Instructions for the task: Print, without alteration, the lines that extend from the one holding "box: [971, 37, 991, 55]" to the final line of the listing below.

**** Data in this exercise ****

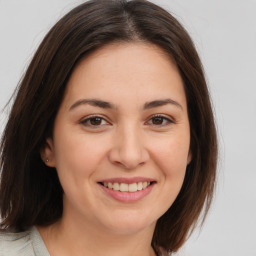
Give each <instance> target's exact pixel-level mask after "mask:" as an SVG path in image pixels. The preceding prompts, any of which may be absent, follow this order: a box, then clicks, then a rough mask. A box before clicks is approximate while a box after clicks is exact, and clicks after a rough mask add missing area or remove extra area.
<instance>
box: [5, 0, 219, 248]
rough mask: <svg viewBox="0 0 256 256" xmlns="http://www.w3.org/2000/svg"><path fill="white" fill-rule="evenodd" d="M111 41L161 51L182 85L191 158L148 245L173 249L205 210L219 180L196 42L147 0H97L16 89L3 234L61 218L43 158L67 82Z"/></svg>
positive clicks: (183, 28)
mask: <svg viewBox="0 0 256 256" xmlns="http://www.w3.org/2000/svg"><path fill="white" fill-rule="evenodd" d="M113 41H125V42H132V41H144V42H148V43H152V44H155V45H158V46H160V47H161V48H162V49H164V50H165V51H166V53H167V54H169V56H170V57H171V58H172V59H173V60H174V61H175V62H176V64H177V66H178V68H179V71H180V74H181V76H182V79H183V82H184V88H185V93H186V98H187V104H188V114H189V121H190V127H191V128H190V129H191V152H192V155H193V159H192V161H191V163H190V164H189V165H188V167H187V170H186V176H185V180H184V183H183V186H182V188H181V191H180V193H179V195H178V197H177V198H176V200H175V202H174V203H173V205H172V206H171V207H170V209H169V210H168V211H167V212H166V213H165V214H164V215H163V216H162V217H160V219H159V220H158V222H157V225H156V229H155V232H154V236H153V240H152V246H153V247H154V248H155V249H156V250H158V248H163V249H164V250H165V251H168V252H173V251H177V250H178V249H179V248H180V247H181V246H182V244H183V243H184V242H185V240H186V239H187V237H188V235H189V233H190V231H191V230H193V228H194V227H195V224H196V223H197V221H198V219H199V216H200V213H201V211H202V210H203V208H204V210H205V211H204V215H203V216H205V215H206V213H207V212H208V210H209V207H210V203H211V201H212V197H213V191H214V186H215V179H216V177H215V176H216V162H217V139H216V130H215V124H214V118H213V113H212V108H211V102H210V98H209V92H208V89H207V85H206V82H205V78H204V73H203V69H202V65H201V62H200V59H199V57H198V54H197V52H196V50H195V47H194V45H193V42H192V41H191V39H190V37H189V35H188V34H187V32H186V31H185V30H184V28H183V27H182V26H181V25H180V23H179V22H178V21H177V20H176V19H175V18H174V17H173V16H172V15H171V14H169V13H168V12H167V11H165V10H163V9H162V8H160V7H159V6H157V5H155V4H153V3H150V2H148V1H144V0H133V1H126V0H94V1H88V2H85V3H83V4H81V5H80V6H78V7H76V8H75V9H73V10H72V11H70V12H69V13H68V14H67V15H65V16H64V17H63V18H62V19H60V21H59V22H57V23H56V25H55V26H54V27H53V28H52V29H51V30H50V31H49V33H48V34H47V35H46V37H45V38H44V40H43V42H42V43H41V45H40V46H39V48H38V50H37V51H36V53H35V55H34V58H33V59H32V61H31V64H30V65H29V67H28V69H27V72H26V74H25V76H24V78H23V80H22V81H21V83H20V85H19V87H18V88H17V94H16V97H15V101H14V104H13V107H12V110H11V113H10V115H9V119H8V122H7V125H6V127H5V130H4V133H3V137H2V141H1V145H0V147H1V148H0V150H1V151H0V152H1V159H0V168H1V169H2V171H1V183H0V213H1V217H2V222H1V224H0V227H2V228H4V229H8V228H9V229H15V230H17V231H21V230H24V229H26V228H28V227H29V226H31V225H35V224H36V225H49V224H51V223H53V222H55V221H57V220H58V219H59V218H61V216H62V209H63V206H62V195H63V190H62V188H61V185H60V183H59V180H58V176H57V173H56V170H54V169H51V168H49V167H47V166H46V165H45V164H44V163H43V162H42V160H41V158H40V149H41V148H42V146H43V145H44V143H45V140H46V138H47V137H49V136H51V133H52V128H53V123H54V119H55V116H56V114H57V111H58V109H59V106H60V103H61V101H62V98H63V94H64V91H65V87H66V84H67V81H68V79H69V77H70V75H71V73H72V71H73V69H74V67H75V66H76V64H77V63H78V62H79V61H80V60H81V59H82V58H84V57H86V55H87V54H88V53H89V52H92V51H94V50H95V49H98V48H100V47H102V46H103V45H106V44H108V43H110V42H113Z"/></svg>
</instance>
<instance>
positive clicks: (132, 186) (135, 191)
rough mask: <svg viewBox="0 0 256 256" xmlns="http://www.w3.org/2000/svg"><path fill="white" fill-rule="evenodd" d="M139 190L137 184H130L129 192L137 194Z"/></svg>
mask: <svg viewBox="0 0 256 256" xmlns="http://www.w3.org/2000/svg"><path fill="white" fill-rule="evenodd" d="M137 190H138V186H137V183H132V184H129V192H136V191H137Z"/></svg>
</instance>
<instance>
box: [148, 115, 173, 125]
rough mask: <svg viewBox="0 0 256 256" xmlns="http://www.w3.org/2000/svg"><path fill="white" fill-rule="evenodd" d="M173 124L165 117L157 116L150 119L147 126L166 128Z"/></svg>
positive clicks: (166, 117) (160, 115) (159, 115)
mask: <svg viewBox="0 0 256 256" xmlns="http://www.w3.org/2000/svg"><path fill="white" fill-rule="evenodd" d="M171 123H173V121H172V120H171V119H169V118H167V117H165V116H162V115H156V116H153V117H151V118H150V120H149V121H148V122H147V124H150V125H154V126H165V125H169V124H171Z"/></svg>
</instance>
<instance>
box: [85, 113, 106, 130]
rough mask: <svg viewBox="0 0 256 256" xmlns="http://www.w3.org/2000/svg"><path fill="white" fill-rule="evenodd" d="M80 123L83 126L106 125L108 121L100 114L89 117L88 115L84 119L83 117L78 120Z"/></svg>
mask: <svg viewBox="0 0 256 256" xmlns="http://www.w3.org/2000/svg"><path fill="white" fill-rule="evenodd" d="M80 123H81V124H82V125H84V126H87V127H92V128H93V127H97V126H99V127H101V126H103V125H107V124H108V122H107V121H106V120H105V119H104V118H102V117H100V116H91V117H88V118H86V119H83V120H82V121H81V122H80Z"/></svg>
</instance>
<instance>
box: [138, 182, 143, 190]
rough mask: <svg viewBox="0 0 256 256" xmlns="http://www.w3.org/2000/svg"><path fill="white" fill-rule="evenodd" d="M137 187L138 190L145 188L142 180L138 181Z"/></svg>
mask: <svg viewBox="0 0 256 256" xmlns="http://www.w3.org/2000/svg"><path fill="white" fill-rule="evenodd" d="M137 189H138V190H142V189H143V186H142V182H138V186H137Z"/></svg>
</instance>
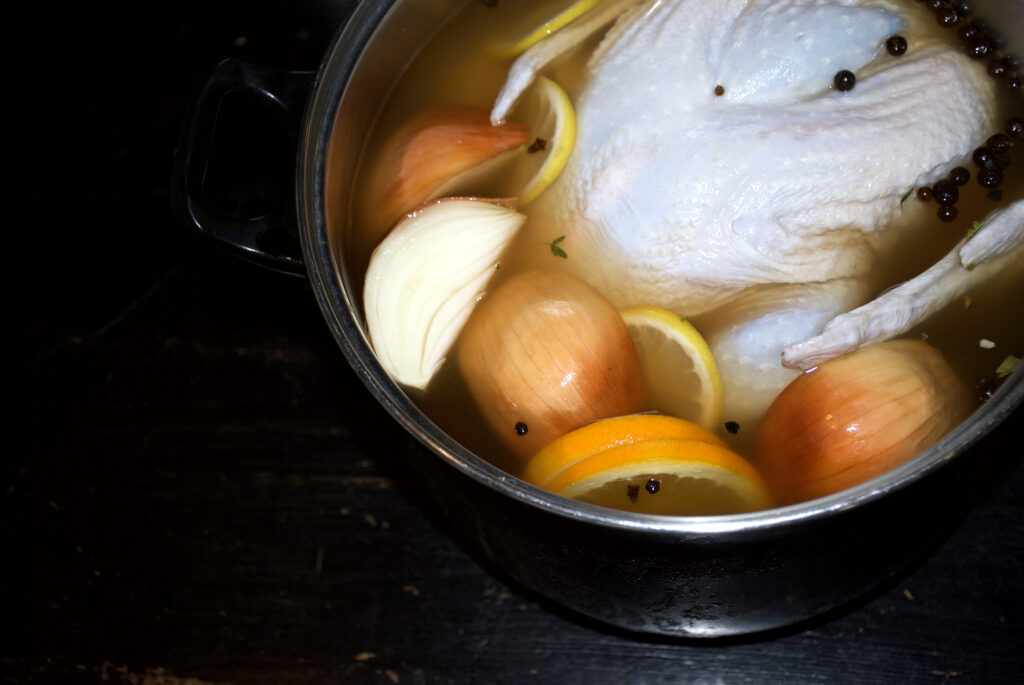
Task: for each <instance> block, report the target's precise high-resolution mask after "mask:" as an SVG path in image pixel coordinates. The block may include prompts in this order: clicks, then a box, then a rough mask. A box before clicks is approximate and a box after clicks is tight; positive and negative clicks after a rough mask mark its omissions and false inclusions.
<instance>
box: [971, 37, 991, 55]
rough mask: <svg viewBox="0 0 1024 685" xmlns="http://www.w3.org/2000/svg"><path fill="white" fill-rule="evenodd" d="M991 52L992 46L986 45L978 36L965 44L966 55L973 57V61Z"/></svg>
mask: <svg viewBox="0 0 1024 685" xmlns="http://www.w3.org/2000/svg"><path fill="white" fill-rule="evenodd" d="M991 51H992V46H991V45H989V44H988V41H987V40H985V39H984V38H982V37H980V36H978V37H977V38H972V39H971V40H970V41H969V42H968V44H967V55H968V56H969V57H974V58H975V59H981V58H982V57H987V56H988V55H989V53H990V52H991Z"/></svg>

****

Response to the task:
box: [971, 37, 991, 55]
rough mask: <svg viewBox="0 0 1024 685" xmlns="http://www.w3.org/2000/svg"><path fill="white" fill-rule="evenodd" d="M991 52L992 46L986 45L978 36L965 44L966 55L973 57V61Z"/></svg>
mask: <svg viewBox="0 0 1024 685" xmlns="http://www.w3.org/2000/svg"><path fill="white" fill-rule="evenodd" d="M991 51H992V46H991V45H989V44H988V41H987V40H985V39H984V38H982V37H980V36H978V37H977V38H972V39H971V40H970V41H969V42H968V44H967V55H968V56H969V57H974V58H975V59H981V58H982V57H987V56H988V55H989V53H990V52H991Z"/></svg>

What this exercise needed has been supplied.